Document section:
Begin

-Caveat Lector-

http://www.onlinejournal.com/Commentary/Conover120502/conover120502.html

Bush isn't a moron, he's a cunning sociopath

By Bev Conover
Online Journal Editor & Publisher

December 5, 2002—If any of us are to have a future worth having, the world's leaders, 
the
members of Congress, the US corporate media and people of all political persuasions who
value freedom and democracy had better start seeing George W. Bush for what he is: a
sociopath and a passive serial killer.

Psychiatrists tell us that all serial killers lack the emotions that make us human; 
that they
have to learn to emulate those emotions in order to get by in society. Hence, a 
charming,
well educated fellow like Ted Bundy who is known to have murdered 15 women and may
have killed 36 before he was caught.

End

Supplied information:
Begin

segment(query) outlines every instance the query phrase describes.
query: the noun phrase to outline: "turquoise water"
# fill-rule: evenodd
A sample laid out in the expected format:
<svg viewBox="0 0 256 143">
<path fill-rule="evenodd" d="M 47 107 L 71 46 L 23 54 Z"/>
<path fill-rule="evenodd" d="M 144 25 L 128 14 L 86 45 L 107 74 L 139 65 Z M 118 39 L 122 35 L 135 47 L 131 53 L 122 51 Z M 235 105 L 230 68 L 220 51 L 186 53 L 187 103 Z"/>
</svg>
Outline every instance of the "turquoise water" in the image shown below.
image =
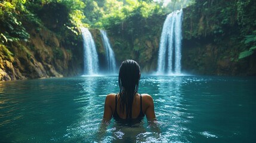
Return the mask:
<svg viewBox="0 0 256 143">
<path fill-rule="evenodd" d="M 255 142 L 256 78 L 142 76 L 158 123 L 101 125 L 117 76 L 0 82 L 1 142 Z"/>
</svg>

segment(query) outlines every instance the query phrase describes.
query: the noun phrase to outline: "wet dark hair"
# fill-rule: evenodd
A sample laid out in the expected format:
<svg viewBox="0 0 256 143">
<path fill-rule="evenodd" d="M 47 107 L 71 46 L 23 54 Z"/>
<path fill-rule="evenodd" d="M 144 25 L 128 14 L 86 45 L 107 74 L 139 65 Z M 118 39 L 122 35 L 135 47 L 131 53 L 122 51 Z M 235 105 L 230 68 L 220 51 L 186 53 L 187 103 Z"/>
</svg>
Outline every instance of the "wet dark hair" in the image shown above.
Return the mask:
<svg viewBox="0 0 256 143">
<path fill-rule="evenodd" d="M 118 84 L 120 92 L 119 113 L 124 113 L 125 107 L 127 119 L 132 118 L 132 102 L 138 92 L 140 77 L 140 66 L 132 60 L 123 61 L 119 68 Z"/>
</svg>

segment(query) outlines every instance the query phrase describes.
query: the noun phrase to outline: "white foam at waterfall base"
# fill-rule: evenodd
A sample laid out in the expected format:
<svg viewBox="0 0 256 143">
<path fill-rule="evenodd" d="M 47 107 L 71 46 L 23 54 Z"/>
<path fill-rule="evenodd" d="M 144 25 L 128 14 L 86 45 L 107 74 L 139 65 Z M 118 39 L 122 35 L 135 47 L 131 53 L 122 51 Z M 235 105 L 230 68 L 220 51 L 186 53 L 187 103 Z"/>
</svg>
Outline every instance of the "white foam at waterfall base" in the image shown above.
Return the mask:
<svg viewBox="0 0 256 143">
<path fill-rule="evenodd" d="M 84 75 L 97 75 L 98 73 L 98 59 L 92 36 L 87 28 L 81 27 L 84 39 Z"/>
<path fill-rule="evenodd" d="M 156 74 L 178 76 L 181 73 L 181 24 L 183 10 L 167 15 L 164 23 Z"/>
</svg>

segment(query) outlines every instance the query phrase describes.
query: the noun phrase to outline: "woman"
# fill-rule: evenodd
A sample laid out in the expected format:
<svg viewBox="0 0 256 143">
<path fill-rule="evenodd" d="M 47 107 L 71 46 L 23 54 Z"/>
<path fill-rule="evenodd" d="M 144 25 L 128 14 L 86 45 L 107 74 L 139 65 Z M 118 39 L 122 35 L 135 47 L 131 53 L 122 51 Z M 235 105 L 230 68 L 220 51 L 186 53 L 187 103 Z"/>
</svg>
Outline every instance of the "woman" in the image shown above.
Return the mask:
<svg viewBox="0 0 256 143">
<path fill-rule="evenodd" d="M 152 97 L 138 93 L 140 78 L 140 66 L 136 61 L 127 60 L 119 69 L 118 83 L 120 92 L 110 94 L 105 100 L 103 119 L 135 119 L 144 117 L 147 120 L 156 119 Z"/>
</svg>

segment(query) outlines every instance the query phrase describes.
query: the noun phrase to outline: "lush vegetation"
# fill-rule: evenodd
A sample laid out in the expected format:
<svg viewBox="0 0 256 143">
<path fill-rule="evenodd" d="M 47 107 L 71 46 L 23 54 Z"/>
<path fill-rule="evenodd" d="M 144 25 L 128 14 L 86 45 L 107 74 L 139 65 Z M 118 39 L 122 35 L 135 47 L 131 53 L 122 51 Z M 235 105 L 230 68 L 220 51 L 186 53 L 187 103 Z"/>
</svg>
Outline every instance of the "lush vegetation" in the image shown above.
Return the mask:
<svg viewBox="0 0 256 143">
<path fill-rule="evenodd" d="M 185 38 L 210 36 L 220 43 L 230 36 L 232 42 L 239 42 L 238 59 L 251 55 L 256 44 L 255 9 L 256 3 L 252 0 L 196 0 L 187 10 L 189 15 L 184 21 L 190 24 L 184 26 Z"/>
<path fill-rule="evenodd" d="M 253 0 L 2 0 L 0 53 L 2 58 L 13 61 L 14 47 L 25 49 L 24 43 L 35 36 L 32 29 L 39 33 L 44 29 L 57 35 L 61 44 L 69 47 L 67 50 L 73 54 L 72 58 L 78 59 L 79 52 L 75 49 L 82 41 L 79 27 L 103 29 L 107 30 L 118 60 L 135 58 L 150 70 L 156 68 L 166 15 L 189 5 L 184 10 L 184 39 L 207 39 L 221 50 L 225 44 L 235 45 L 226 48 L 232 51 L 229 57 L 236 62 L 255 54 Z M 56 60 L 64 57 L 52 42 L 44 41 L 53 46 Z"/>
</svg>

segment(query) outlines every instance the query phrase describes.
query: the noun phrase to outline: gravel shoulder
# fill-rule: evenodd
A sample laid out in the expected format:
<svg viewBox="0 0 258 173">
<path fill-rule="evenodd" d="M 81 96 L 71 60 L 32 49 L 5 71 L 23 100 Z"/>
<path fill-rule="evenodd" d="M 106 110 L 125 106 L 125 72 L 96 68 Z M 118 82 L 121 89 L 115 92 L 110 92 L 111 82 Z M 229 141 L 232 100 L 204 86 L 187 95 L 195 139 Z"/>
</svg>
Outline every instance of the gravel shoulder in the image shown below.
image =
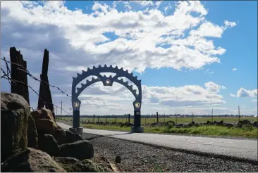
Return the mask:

End

Problem set:
[1] Duplicate the part of the article about Bush, starting at "December 5, 2002—If" and ending at "passive serial killer.".
[2] How many lines of the rows contain the string "dark", with case counting? Give only the number.
The rows have no connection to the article.

Solutions below:
[1]
December 5, 2002—If any of us are to have a future worth having, the world's leaders, 
the
members of Congress, the US corporate media and people of all political persuasions who
value freedom and democracy had better start seeing George W. Bush for what he is: a
sociopath and a passive serial killer.

[2] 2